_REQUIRED TASK_: Repeat the listing that follows, character for character, minus the pictures.

# # #

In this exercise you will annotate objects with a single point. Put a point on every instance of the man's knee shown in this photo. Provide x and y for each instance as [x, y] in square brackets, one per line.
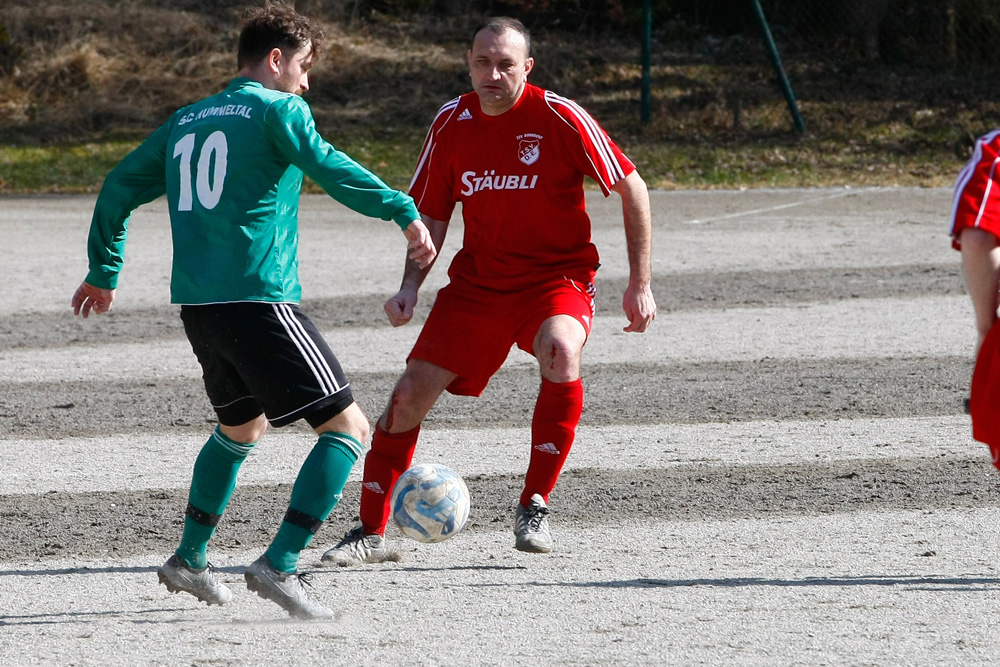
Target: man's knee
[559, 347]
[351, 421]
[974, 239]
[247, 433]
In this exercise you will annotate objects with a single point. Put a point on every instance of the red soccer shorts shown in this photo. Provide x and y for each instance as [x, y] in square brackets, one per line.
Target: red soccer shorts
[977, 191]
[470, 331]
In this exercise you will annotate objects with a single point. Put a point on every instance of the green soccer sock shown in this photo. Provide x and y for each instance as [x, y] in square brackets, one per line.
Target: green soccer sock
[316, 492]
[212, 485]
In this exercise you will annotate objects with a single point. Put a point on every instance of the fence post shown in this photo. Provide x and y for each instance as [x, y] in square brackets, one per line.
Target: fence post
[776, 61]
[647, 39]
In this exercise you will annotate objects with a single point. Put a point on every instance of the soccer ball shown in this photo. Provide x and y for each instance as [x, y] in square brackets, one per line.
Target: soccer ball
[430, 503]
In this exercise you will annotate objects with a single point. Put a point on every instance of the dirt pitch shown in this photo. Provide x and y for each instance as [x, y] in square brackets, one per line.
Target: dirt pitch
[779, 472]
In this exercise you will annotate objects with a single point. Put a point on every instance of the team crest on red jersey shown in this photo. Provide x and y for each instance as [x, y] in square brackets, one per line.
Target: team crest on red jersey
[529, 148]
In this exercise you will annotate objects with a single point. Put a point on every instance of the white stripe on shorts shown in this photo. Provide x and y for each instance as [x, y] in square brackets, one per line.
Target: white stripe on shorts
[312, 356]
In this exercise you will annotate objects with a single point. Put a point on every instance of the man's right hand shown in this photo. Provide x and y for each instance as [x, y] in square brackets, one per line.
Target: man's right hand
[400, 307]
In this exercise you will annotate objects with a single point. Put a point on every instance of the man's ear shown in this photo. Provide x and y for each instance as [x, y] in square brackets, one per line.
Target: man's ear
[274, 60]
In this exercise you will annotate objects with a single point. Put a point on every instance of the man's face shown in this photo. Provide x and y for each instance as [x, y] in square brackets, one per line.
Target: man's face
[499, 67]
[293, 70]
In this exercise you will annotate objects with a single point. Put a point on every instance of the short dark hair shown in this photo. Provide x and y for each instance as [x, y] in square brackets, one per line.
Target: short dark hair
[275, 25]
[500, 24]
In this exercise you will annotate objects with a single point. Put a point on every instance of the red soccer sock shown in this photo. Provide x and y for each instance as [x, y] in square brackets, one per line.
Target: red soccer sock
[390, 456]
[553, 428]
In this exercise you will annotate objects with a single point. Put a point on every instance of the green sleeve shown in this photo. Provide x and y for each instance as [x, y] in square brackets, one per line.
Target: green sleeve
[291, 127]
[138, 179]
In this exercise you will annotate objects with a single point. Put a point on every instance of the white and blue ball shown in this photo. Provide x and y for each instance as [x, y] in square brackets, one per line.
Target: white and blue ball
[430, 502]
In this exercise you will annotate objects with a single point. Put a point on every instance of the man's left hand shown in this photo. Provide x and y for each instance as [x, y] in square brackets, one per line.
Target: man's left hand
[89, 298]
[640, 308]
[421, 247]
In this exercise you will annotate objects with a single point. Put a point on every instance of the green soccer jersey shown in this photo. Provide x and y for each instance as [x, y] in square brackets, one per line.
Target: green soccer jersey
[231, 166]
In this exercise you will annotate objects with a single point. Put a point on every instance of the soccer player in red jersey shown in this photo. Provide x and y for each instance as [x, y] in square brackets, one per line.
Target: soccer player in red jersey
[515, 156]
[975, 228]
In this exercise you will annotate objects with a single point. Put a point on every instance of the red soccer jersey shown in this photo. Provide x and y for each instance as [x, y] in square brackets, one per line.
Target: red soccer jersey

# # #

_RESULT OF THE EXERCISE_:
In this exercise you will annotate objects with a single point. Put a point on every instance of the man's knee shown in this photo. Provide x and y for each instance as [x, y] in square brackets, one per line.
Target: man's knee
[559, 347]
[351, 421]
[974, 239]
[247, 433]
In this exercise you will annotate objects with a single point. Put a point on every instance of the red soccer shorts shown in this photo. Provide x and y for each instance as [x, y] in square brackets, one per line.
Target: red soccer shorts
[977, 191]
[470, 331]
In this exercise you will annotate objects with a single point. Put a point on every instance of the green soccer sock shown in this photo. Provide x and y for each instance as [x, y] in square brackets, one per line.
Target: green soccer sock
[316, 492]
[212, 485]
In this exercise you will annotate objects with a single point. Put a point on every instance of the fence post shown in this photo. Provide x and y for each instance as [x, y] in square brackets, one per line.
Target: fence post
[776, 61]
[647, 39]
In this exercise you will annotate objects with a single point. Put a point on every instance of the soccer ball shown in this photo. Provide x and y for each instance as [x, y] in square brackets, one per line.
Target: soccer ball
[430, 503]
In this exercise you will annotate objects with a single point. Put a point on every instance of the dirt pitch shown in this photo. Provide x and y for each instance as [x, y] in square brackets, one per line.
Target: dirt pitch
[779, 472]
In this exercise you will annotate objects with a single point. Put a point on every instance of the team crest on red jersey shown in this photo. Provide x and y for each instance as [x, y] in square brackets, one per line.
Target: team crest on red jersey
[529, 148]
In this exercise you will annotate objects with a single point. Put a point on every instance of the white stripe on shorts shown in this photo. Provide x and y for each instance as [x, y] in square brackets, one per line.
Target: white stripe on shorts
[312, 356]
In this exercise you will annotate objects with a single point. Put a point on every instance of the man's right hand shown in this photo. Provide x and y for each instance as [x, y] in square brackets, one per line.
Target: man's right hand
[400, 307]
In this exercise you will annotate objects with a single point. Put a point on every instance of the man's ear shown in this photo. Provide x and y for each instance as [x, y] in square brackets, one per line.
Target: man's ear
[274, 60]
In this exercise you will annotate objects with a single point. Put a point on every instance of the man's face shown in this photo. Provide x and y for each instance as [x, y] in square brackets, one per line.
Target: man's face
[499, 67]
[293, 70]
In this exercise you will annotate objects with a single point. Put a point on every instance of the short dark hair shown in this photo. Provide x and y for each instance as [x, y] in square brackets, one per line.
Target: short dark hair
[275, 25]
[500, 24]
In this exercise you will annotate objects with a single point. Put a point on every instance of the red soccer sock shown in this photo. Provide x and y for each instance as [x, y] in square brackets, one per line.
Target: red soccer sock
[390, 456]
[553, 428]
In this exercise you will annotate objects with a single point. Put a point on every instance of the green sleeve shown in this photo. Provide x and y for each instance as [x, y] in square brackets, one per line.
Target: green sleeve
[291, 127]
[138, 179]
In this exercise you will annotate objects with a single point. Put a point on every instance of the white and blue ball shown in this photo. Provide x and y for each instance as [x, y] in square brackets, one per line.
Target: white and blue ball
[430, 502]
In this exercise you will annotate objects with a single point. Put a point on every instance of the man's left hand shown in this photo. Provide x and y for each instance as [x, y] in square brackets, one per line.
Target: man's left hand
[89, 298]
[640, 308]
[421, 247]
In this exercise you will annotate objects with a single point. Put a point on every instance of the green soccer jersey shown in this photo. Provide x and y for each instance as [x, y] in square brackets, one per line.
Target: green soccer jersey
[231, 166]
In this exercise you will annotate objects with a single point. Put a point on every instance of the soccer player in red jersey shown in this photo. Provide x and y for each instance as [x, y] in square brackets, one per line.
Target: soccer player in red jersey
[515, 156]
[975, 228]
In this exercise you will annotate objects with a single point. Put a point on every instance of the red soccer jersey shown in this photo. Provide x and y for each instance as [x, y] in square brackets, one per line.
Target: red soccer jersey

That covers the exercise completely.